WORK REQUEST:
Word for word, retype every entry in the listing.

++++ EXCERPTED DATA

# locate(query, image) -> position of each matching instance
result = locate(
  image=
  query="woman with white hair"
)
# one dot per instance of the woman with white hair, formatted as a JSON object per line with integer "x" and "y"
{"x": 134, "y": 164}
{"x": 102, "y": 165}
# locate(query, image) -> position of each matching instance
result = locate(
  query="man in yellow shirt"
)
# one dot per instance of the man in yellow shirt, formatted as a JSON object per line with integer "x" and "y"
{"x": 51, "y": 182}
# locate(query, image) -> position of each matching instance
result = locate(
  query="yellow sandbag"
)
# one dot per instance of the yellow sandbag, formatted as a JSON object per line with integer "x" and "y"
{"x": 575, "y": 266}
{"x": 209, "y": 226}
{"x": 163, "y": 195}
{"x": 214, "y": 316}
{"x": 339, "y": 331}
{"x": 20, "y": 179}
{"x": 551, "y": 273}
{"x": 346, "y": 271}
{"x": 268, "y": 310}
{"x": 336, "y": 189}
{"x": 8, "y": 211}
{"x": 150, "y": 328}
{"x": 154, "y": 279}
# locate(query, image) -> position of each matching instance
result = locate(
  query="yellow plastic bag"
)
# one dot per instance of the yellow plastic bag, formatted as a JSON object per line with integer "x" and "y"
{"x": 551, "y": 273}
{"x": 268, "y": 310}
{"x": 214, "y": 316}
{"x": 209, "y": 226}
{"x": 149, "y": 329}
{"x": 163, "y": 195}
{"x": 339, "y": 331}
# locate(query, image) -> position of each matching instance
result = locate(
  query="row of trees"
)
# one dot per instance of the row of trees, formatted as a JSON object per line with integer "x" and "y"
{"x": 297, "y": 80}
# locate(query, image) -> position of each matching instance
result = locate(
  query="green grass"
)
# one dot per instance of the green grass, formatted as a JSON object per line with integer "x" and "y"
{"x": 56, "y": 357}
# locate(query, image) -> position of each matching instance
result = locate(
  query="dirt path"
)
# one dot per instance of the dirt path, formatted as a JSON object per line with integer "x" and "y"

++++++++

SOLUTION TO THIS EXERCISE:
# locate(query, image) -> position of each matching instance
result = locate(
  image=
  query="woman with white hair"
)
# one dot per instance of the woman with white hair, formatted as a JSON object per line with integer "x" and "y"
{"x": 134, "y": 164}
{"x": 102, "y": 165}
# locate(query, image) -> position of each matching instance
result = locate(
  query="man in yellow shirt"
)
# one dot per instance of the man in yellow shirt, formatted as a JSON object per line with integer "x" and "y"
{"x": 51, "y": 182}
# locate(query, image) -> position of each matching instance
result = locate(
  query="yellow sandbag"
)
# one dot per instance of the yellow sandbag, formatted as a JSON object per line with integer "x" and "y"
{"x": 575, "y": 266}
{"x": 209, "y": 226}
{"x": 163, "y": 195}
{"x": 214, "y": 316}
{"x": 339, "y": 331}
{"x": 20, "y": 179}
{"x": 551, "y": 273}
{"x": 346, "y": 271}
{"x": 268, "y": 310}
{"x": 336, "y": 189}
{"x": 8, "y": 211}
{"x": 150, "y": 328}
{"x": 154, "y": 279}
# locate(query, image) -> position of each matching instance
result = locate(
  query="yellow plastic bag"
)
# one dot per instance of the yellow plastic bag, formatted as a JSON object per line with integer "x" and "y"
{"x": 551, "y": 273}
{"x": 268, "y": 310}
{"x": 214, "y": 316}
{"x": 209, "y": 226}
{"x": 149, "y": 329}
{"x": 163, "y": 195}
{"x": 339, "y": 331}
# locate(query, image) -> position of each matching instance
result = locate(
  query="row of trees"
)
# one dot per instance of the row of trees, formatted as a JSON object per line with integer "x" and "y"
{"x": 297, "y": 80}
# locate(query, image) -> position of each matching instance
result = locate(
  query="green grass"
)
# one dot per instance of the green grass, formatted as a JSON object per line with integer "x" and "y"
{"x": 56, "y": 357}
# locate(query, image) -> position of each matching instance
result = locate(
  query="dirt path"
)
# one dot per instance of the dirt path, formatted as a JSON object per line with integer "x" and "y"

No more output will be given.